───── Input ─────
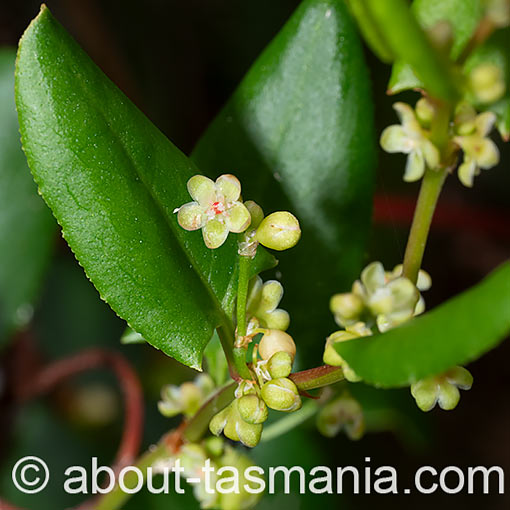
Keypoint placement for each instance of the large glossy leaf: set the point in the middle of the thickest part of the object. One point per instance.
(113, 181)
(463, 17)
(299, 130)
(455, 333)
(26, 226)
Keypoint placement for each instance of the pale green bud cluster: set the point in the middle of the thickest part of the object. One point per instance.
(281, 394)
(487, 82)
(192, 457)
(279, 231)
(413, 138)
(342, 413)
(480, 152)
(442, 389)
(382, 298)
(217, 209)
(262, 304)
(231, 423)
(187, 398)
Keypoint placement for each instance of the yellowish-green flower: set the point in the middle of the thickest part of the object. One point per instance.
(410, 138)
(383, 297)
(187, 398)
(343, 412)
(217, 209)
(480, 152)
(442, 389)
(263, 301)
(331, 356)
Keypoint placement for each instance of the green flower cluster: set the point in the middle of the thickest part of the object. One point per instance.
(217, 209)
(242, 420)
(192, 457)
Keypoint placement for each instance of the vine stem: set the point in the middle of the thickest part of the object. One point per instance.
(242, 295)
(430, 190)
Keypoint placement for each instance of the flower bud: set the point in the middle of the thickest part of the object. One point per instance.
(239, 430)
(331, 356)
(281, 394)
(279, 365)
(279, 231)
(344, 412)
(487, 82)
(252, 409)
(425, 111)
(347, 306)
(275, 341)
(256, 213)
(219, 421)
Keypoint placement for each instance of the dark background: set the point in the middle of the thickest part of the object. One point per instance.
(179, 61)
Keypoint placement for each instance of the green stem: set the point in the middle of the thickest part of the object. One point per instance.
(317, 377)
(117, 497)
(242, 293)
(430, 190)
(239, 352)
(290, 421)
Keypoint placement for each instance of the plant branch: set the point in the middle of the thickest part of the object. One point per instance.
(430, 190)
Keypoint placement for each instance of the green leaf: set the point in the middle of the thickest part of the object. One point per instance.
(370, 30)
(496, 51)
(113, 180)
(455, 333)
(26, 226)
(463, 16)
(299, 130)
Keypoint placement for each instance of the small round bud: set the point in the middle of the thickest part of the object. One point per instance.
(281, 394)
(256, 213)
(276, 341)
(239, 430)
(279, 365)
(252, 409)
(343, 412)
(348, 305)
(487, 82)
(219, 421)
(279, 231)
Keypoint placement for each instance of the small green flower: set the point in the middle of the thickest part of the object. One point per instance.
(279, 231)
(343, 412)
(331, 356)
(230, 422)
(187, 398)
(252, 409)
(279, 365)
(442, 389)
(216, 209)
(262, 303)
(281, 394)
(410, 138)
(487, 82)
(480, 152)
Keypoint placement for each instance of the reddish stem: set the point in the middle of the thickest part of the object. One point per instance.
(55, 373)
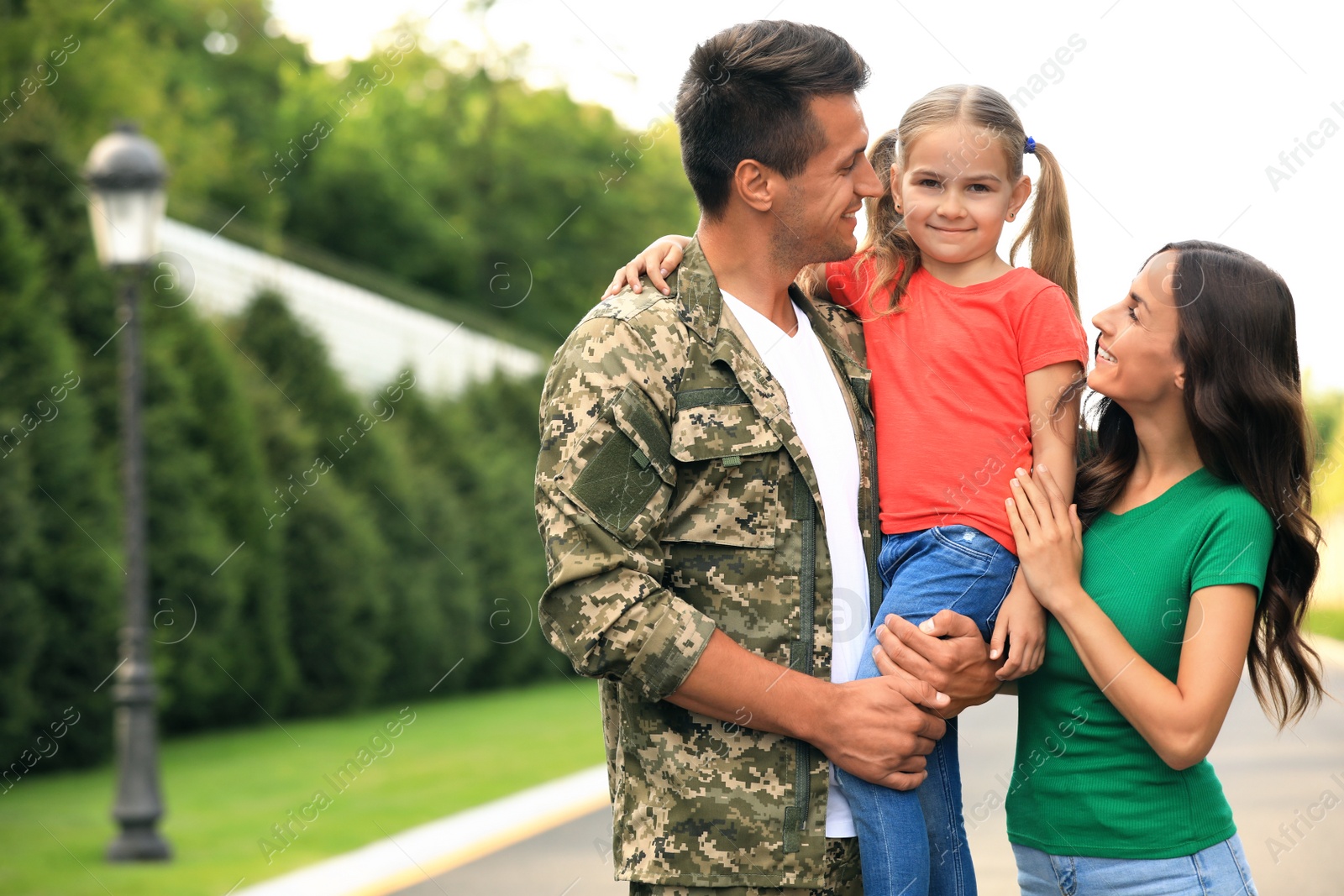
─────
Aim: Extract each line of the items above that contains the word "small". Case counts.

Response:
Keypoint placement for each instance of the small round bud: set the point in the middle of the thickest part of the object. One point per instance.
Keypoint placement for each instance of the small green flower: set the point in the middle of the thickest part of the object. One point per instance.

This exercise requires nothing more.